■ Action item
The output should be every line below that includes the word "positive".
______
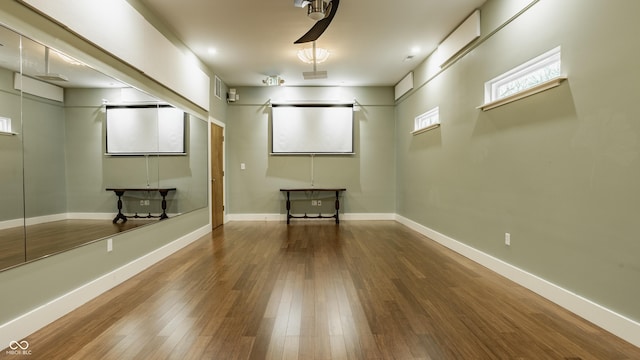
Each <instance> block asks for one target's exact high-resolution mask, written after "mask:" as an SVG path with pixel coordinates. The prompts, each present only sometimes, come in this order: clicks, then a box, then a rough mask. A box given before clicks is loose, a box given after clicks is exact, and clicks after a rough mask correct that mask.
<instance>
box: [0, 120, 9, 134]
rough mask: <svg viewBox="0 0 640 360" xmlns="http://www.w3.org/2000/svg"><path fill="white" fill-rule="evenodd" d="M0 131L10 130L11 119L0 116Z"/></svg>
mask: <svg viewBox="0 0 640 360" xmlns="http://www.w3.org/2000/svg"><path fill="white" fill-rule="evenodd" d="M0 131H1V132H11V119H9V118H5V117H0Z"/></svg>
______
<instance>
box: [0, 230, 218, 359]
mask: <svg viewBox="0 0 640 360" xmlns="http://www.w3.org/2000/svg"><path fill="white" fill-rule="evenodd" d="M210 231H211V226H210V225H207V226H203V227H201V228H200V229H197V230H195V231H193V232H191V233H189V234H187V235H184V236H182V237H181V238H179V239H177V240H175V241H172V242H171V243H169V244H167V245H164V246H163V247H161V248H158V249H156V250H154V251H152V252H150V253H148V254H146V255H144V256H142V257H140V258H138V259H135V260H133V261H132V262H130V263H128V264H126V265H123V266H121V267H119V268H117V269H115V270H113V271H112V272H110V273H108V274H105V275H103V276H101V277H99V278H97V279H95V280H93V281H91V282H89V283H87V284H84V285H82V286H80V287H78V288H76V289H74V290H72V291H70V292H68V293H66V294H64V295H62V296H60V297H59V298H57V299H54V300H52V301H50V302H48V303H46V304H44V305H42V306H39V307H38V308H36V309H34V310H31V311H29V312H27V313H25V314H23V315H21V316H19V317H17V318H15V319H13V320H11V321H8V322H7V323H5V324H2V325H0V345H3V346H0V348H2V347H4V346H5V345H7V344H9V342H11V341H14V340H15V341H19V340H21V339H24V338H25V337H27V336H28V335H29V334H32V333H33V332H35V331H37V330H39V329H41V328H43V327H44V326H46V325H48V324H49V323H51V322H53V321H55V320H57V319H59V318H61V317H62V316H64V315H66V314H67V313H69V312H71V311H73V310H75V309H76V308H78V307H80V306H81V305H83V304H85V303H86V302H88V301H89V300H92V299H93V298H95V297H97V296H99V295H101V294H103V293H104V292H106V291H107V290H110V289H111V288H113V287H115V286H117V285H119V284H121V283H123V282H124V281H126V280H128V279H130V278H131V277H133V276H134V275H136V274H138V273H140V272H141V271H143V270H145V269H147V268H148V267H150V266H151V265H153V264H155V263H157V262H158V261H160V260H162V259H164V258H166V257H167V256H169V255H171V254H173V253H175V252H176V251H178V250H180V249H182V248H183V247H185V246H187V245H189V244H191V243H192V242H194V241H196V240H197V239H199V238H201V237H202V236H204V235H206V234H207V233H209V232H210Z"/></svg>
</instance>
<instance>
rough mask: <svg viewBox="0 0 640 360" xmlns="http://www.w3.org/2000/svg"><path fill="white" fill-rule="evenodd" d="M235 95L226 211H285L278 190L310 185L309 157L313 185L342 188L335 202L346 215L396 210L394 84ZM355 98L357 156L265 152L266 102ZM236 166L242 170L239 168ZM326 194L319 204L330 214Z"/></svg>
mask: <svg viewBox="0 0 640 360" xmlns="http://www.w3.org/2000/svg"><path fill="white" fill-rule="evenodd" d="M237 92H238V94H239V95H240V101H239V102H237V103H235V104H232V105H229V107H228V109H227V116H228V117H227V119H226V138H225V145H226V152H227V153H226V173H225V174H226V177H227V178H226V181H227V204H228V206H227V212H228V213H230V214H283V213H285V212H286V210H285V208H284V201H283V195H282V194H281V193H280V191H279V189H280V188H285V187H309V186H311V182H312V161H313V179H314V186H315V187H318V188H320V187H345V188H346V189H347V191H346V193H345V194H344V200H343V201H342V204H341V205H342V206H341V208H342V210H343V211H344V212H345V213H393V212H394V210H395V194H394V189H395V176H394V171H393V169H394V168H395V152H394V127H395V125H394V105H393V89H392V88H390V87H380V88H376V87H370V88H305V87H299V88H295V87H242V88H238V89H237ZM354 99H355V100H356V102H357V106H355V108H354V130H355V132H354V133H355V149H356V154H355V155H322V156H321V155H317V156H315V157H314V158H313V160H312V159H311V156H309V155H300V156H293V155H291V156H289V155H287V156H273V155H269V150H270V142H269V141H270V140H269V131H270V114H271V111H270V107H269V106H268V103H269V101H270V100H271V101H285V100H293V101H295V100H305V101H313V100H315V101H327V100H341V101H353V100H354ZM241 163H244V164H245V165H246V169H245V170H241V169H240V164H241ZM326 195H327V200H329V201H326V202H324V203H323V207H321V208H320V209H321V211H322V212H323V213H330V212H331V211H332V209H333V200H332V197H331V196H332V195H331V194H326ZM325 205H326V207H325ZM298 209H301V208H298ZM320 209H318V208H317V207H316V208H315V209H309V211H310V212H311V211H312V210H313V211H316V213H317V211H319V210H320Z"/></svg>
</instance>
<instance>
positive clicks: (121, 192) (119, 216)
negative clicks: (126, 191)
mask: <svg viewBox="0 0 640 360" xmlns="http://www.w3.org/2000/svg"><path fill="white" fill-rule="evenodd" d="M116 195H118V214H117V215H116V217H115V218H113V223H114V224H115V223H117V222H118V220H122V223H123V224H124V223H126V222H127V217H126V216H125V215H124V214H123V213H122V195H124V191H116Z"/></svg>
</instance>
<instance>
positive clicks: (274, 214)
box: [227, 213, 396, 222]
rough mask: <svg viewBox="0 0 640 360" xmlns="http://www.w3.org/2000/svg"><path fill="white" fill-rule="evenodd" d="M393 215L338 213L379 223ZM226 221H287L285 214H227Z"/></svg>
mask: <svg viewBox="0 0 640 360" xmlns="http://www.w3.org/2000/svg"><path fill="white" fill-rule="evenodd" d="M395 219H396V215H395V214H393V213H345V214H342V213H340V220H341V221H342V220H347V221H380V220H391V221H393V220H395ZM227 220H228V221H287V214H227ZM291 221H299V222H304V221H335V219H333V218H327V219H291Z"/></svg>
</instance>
______
■ Task response
positive clicks: (121, 192) (119, 216)
positive clicks: (274, 214)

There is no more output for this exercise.